→ RECORDED INFORMATION
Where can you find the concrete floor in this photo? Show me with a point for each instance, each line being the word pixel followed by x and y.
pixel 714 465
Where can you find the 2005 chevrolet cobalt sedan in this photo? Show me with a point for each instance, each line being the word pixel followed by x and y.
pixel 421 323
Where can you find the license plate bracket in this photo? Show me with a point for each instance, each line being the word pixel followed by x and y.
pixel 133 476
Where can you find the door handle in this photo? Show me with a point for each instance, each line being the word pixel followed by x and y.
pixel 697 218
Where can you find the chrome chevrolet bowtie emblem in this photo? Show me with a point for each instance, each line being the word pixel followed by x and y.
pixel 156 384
...
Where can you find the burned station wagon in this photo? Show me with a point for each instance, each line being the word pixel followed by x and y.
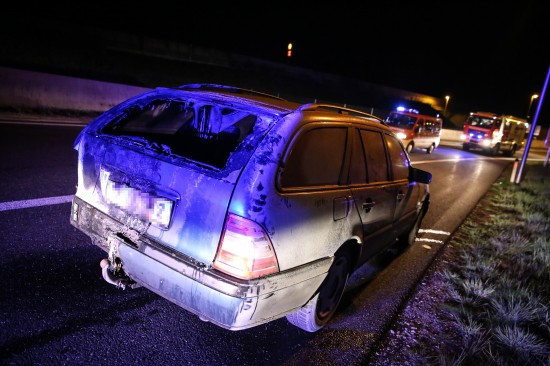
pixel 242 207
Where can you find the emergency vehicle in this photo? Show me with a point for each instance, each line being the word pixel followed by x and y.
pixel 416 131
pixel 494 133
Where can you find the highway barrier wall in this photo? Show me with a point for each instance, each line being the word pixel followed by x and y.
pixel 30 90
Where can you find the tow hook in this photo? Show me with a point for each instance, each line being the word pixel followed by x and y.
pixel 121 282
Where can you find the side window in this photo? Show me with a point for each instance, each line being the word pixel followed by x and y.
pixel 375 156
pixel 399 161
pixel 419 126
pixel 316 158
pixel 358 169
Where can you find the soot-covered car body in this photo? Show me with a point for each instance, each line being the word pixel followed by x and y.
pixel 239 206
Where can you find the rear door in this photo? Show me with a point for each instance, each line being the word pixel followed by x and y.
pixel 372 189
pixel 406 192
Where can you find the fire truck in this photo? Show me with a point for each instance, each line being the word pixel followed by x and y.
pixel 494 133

→ CHALLENGE
Could you output the items from the line with "Where can you find the tow" up to and including the line with "pixel 121 282" as a two-column CSV headed text and answer? Use one row per item, and put each value in a single quoted field with its line breaks replaced by spaces.

→ COMPLETED EXERCISE
text,answer
"Where can you find the tow hook in this photo? Show me with a point for each instance, each line being the word pixel followed by x and y.","pixel 121 282"